• **Actions to take**:
[1] Do the following statements agree with the album review? Answer yes or no for each, quoting the deciding words of the review. (a) Hergest Ridge was Mike Oldfield's second album. (b) Hengist was the brother of Horsa. (c) The Pagan Lord came out in 2009.
[2] How would you render this sentence from the album review in Spanish: "A rollicking and rowdy number, rapidly followed by Hengist Ridge."
[3] Carry on the album review from its final sentence.

• **Text segment**:

++++++

Now we are running and hiding from their chains,
Nothing but blood-lust is rushing through their veins,
Our children are captured,
Living in torment,
Shields battered, skulls fractured,
We’ve lost the Kingdom of Kent.
Lyrics entwined with Robin Trower-like guitar licks that speak of Viking raiders and read like an allegory of the immigration invasion in our own time. A rollicking and rowdy number, rapidly followed by Hengist Ridge. A play on the name Hengist (the famed brother of Horsa, the other Saxon prince) and Hergest Ridge, Mike Oldfield’s second album, recorded on the English-Welsh borderlands in 1974. The words to the follow up track ringing out like a clarion call:
Oh, that you were here with me now, sword in hand,
to smite them down, to save our land.
Tunes to mosh to in the melee of long haired pagans in the bear pit of a metal concert. Or savoured at home beside a stack of Bernard Cornwell’s Last Kingdom series with titles like The Pale Horseman (2005), Sword Song (2007), The Burning Land (2009), The Pagan Lord (2013), Warriors of the Storm (2015), War of the Wolf (2018) and The Sword of Kings (2019).

++++++

• **Provided data**:
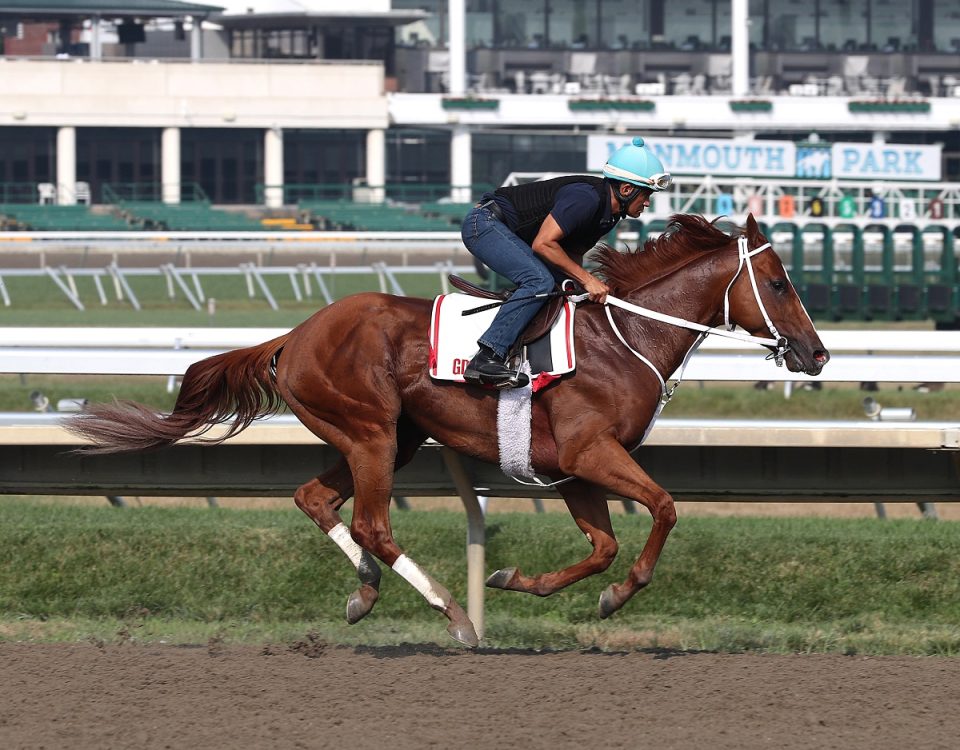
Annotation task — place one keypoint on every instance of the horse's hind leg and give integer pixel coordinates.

++++++

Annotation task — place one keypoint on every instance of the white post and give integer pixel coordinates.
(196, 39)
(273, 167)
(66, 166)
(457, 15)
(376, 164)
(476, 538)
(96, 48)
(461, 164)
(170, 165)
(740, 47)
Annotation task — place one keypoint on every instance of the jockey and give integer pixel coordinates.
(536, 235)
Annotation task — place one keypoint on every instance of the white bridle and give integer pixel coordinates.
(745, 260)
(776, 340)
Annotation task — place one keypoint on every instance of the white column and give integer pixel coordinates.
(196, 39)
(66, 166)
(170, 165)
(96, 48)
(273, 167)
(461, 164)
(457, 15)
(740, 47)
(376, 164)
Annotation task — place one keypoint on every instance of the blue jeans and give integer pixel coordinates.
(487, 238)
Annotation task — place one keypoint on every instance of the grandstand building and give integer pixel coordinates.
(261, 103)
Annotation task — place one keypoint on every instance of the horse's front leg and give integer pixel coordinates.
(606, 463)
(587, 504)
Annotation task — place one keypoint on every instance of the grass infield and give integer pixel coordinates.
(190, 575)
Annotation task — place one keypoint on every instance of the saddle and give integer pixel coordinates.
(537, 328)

++++++

• **Answers by task**:
[1]
(a) Yes: "Hergest Ridge, Mike Oldfield’s second album"
(b) Yes: "the famed brother of Horsa"
(c) No: "The Pagan Lord (2013)"

[2] Un tema animado y bullicioso, seguido rápidamente por Hengist Ridge.

[3]
Texts that are perfectly complemented by the Hammond organ and six chord slashing of the band’s Horsa from Beyond the Grave from the Sprezzafura album. A recording that led one reviewer to write:
“These modern troubadours have presented an audio parchment of what can be achieved if the very best ingredients of folk, jazz and progressive rock are expertly mixed in a 21st century cauldron and then feasted upon in the great halls of rock. Resistance is futile, bow down to the new Kings of Kent.”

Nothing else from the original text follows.